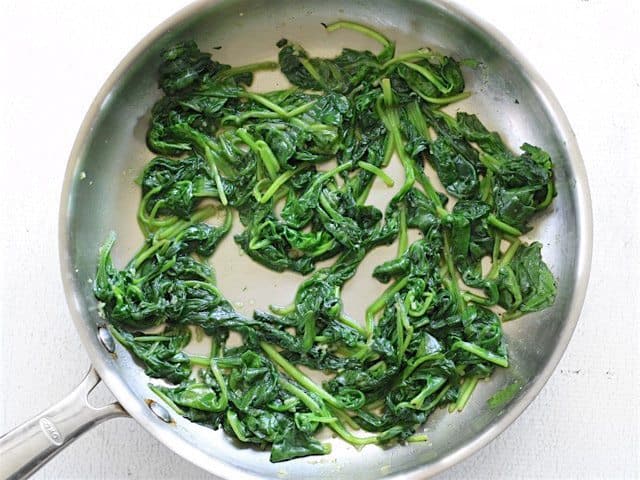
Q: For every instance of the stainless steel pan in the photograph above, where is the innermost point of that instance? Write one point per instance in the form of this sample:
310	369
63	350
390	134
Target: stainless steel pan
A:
99	195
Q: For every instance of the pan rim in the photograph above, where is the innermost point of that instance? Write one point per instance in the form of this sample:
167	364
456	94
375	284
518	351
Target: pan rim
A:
133	404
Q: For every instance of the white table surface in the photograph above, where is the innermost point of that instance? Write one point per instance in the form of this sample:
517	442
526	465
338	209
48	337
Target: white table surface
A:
584	424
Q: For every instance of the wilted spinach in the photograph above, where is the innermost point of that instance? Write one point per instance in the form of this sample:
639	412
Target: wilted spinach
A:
425	342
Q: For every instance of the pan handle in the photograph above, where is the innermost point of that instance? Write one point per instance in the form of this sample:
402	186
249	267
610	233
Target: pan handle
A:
29	446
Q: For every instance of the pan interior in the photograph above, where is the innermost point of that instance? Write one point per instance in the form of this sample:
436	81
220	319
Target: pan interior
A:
103	197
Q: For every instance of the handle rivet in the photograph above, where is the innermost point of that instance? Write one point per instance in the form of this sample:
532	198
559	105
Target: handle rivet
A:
105	338
159	411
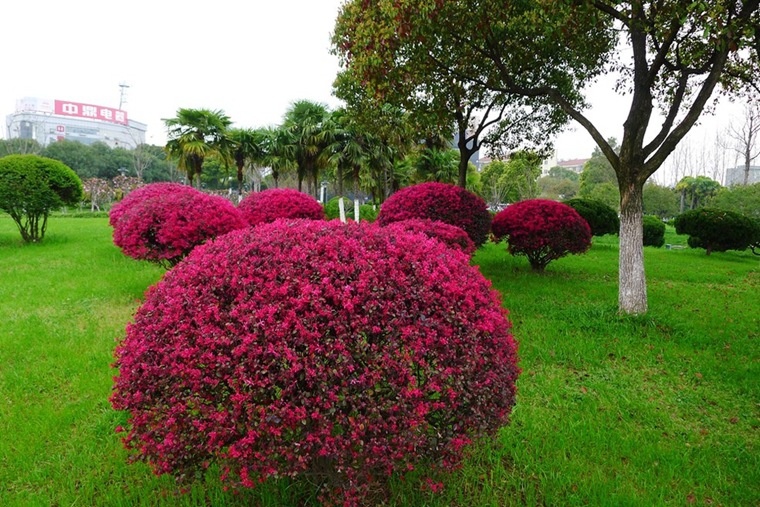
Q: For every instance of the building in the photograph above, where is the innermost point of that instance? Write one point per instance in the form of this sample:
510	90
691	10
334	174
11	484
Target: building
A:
47	121
735	175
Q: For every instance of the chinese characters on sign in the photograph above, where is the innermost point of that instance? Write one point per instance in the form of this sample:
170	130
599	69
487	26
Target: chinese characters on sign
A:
66	108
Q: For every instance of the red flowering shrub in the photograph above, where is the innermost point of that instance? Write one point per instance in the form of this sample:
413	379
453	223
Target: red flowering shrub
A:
439	201
140	194
450	235
316	349
269	205
542	230
166	226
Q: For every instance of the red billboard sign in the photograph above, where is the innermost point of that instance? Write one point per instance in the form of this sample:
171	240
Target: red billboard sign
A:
92	112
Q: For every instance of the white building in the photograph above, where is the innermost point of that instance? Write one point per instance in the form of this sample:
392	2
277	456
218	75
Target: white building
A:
735	175
47	121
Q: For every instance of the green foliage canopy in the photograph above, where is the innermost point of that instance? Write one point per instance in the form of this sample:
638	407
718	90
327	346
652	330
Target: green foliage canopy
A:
31	187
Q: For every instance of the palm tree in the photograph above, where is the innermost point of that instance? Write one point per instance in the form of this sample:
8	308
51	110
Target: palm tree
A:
346	150
279	151
304	121
247	148
195	134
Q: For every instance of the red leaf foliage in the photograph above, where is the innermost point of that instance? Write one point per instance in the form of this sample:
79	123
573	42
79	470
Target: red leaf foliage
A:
542	230
450	235
269	205
439	201
165	226
139	195
314	348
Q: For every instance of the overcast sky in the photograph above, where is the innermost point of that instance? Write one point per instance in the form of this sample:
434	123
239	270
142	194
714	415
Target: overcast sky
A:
250	59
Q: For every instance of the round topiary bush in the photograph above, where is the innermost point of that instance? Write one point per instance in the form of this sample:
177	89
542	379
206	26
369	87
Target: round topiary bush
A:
439	201
269	205
600	217
654	231
165	226
341	353
367	212
717	230
31	187
449	235
140	194
542	230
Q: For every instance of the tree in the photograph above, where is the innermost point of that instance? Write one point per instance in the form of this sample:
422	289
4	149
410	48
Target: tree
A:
563	173
18	146
743	199
246	147
659	201
698	190
745	136
304	121
557	189
597	171
79	157
195	134
602	219
542	231
520	175
679	53
349	151
31	187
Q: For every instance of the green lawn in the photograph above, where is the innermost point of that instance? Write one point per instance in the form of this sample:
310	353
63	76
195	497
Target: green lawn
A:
654	410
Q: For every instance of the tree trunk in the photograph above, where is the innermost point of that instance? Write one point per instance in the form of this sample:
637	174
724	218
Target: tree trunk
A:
632	297
464	161
747	162
356	197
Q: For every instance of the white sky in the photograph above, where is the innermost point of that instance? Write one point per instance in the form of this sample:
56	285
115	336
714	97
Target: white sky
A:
250	59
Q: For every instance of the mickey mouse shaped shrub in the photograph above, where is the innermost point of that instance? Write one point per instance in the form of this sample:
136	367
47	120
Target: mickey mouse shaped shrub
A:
164	226
542	230
342	353
269	205
439	201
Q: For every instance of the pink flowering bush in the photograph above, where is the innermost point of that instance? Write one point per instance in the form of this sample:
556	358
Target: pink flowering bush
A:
314	349
165	226
542	230
450	235
269	205
439	201
139	195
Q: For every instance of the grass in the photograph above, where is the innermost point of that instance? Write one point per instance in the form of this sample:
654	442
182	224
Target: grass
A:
661	409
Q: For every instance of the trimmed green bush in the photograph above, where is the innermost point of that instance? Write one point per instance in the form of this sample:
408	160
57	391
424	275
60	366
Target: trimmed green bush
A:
600	217
31	187
717	230
654	231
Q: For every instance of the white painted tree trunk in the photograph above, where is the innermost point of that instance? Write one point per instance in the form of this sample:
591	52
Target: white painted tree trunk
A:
632	298
342	208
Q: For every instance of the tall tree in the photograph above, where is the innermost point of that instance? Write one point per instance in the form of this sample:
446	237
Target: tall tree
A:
246	147
745	136
195	134
305	121
669	53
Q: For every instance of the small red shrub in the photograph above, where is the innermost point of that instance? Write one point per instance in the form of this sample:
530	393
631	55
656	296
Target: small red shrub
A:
542	230
269	205
439	201
166	226
450	235
140	194
312	348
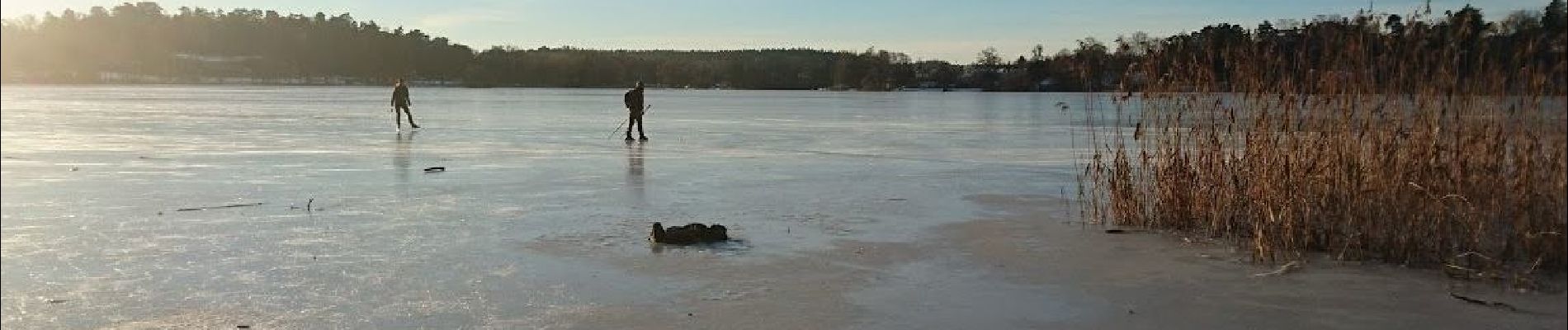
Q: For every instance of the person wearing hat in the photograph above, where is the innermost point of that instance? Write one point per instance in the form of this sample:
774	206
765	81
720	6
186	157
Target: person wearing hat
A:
634	105
400	104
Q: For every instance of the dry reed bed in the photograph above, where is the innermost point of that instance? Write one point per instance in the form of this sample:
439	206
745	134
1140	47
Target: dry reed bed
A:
1367	148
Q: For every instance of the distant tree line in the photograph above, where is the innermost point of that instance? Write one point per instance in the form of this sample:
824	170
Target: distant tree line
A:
140	40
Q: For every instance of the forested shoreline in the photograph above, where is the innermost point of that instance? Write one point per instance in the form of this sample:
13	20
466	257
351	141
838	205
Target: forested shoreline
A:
143	43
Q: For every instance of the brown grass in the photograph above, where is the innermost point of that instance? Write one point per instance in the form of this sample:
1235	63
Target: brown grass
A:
1371	148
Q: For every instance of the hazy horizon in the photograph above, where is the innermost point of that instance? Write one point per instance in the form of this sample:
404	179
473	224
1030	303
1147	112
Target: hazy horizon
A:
923	29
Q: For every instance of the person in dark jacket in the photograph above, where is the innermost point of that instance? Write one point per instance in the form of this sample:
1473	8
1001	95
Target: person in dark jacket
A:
400	104
634	105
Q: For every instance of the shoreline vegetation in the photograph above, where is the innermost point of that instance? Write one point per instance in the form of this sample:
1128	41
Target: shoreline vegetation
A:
1429	139
1433	141
143	43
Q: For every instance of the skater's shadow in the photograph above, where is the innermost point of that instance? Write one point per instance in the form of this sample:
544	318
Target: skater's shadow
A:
634	172
402	158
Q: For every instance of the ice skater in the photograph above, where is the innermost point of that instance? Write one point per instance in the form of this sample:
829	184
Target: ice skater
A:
400	102
634	106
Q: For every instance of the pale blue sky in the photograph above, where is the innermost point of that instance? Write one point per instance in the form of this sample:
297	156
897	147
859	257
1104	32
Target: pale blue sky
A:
924	29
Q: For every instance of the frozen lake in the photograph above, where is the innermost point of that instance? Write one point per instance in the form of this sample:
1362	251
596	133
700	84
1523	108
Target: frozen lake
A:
867	210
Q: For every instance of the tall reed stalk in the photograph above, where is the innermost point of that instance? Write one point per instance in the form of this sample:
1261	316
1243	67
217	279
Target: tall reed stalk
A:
1426	146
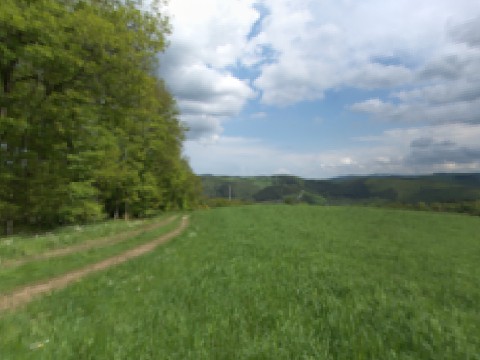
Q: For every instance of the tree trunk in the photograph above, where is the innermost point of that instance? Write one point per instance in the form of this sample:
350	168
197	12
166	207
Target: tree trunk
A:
116	214
126	211
9	227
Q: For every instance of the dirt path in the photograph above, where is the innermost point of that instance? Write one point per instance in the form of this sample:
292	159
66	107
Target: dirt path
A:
26	294
104	241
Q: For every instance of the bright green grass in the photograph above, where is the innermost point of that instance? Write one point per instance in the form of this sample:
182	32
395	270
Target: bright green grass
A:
274	282
15	247
35	271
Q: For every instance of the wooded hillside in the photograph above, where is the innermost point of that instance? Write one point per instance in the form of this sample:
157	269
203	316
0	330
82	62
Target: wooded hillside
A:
86	128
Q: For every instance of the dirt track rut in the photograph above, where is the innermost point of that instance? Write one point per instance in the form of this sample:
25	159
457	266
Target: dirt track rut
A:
105	241
26	294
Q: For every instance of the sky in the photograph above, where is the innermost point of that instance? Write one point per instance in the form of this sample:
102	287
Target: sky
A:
326	88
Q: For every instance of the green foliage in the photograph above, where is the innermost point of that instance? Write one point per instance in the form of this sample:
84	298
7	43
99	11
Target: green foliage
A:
274	282
85	126
456	192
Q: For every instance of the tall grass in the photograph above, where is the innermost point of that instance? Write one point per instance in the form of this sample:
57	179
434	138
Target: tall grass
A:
20	246
274	282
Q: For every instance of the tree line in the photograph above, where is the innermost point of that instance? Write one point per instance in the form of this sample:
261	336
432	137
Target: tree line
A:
87	130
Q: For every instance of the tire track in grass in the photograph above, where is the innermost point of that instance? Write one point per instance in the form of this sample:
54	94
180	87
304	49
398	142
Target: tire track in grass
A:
90	244
25	294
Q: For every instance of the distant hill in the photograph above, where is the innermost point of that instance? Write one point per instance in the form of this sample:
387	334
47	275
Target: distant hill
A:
436	188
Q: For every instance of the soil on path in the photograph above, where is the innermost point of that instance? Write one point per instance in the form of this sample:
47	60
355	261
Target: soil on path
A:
26	294
104	241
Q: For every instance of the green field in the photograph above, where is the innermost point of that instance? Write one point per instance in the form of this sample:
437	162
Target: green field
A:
273	282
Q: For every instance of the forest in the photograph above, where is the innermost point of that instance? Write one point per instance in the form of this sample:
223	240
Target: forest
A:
87	129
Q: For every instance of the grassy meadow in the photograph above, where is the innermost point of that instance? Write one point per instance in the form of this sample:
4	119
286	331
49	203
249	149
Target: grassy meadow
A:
273	282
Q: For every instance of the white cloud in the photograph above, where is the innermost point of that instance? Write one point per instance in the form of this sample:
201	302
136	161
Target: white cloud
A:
327	44
208	37
417	150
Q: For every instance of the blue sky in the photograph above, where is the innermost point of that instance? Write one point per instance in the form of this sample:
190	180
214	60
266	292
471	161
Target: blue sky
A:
328	87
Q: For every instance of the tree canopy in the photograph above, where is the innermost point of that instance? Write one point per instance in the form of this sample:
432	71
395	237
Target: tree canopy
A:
87	130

● REQUEST: Return, word for word, each line from the line that contains "Q: For every instance of the grassy" to the end of the listing above; include both end lines and nothing else.

● WRITTEN SOLUTION:
Q: For every instance of the grassy meadow in the photograph above, where is the innermost point of that instance? Write one point per instance in the form of this sample:
4	119
286	331
49	203
249	149
Target: grassy meadow
A:
273	282
Q: For every instance of the white cloud in the photograph above, where is the innermost point of that instance? Write one point per instance in the form of this sample:
201	302
136	161
Target: white cloud
A:
327	44
208	37
417	150
Q: For every instance of the blue sky in the photograph above, where is the innermost point of that instance? Write one point per instance in the form of this sample:
190	180
214	60
266	292
471	161
Target: blue sky
A:
328	87
Q: For every instance of the tree canopy in the photograph above, where is the innermost point of that instance? Write one point per instance in the form of this sample:
432	71
395	237
Target: tree canopy
A:
87	130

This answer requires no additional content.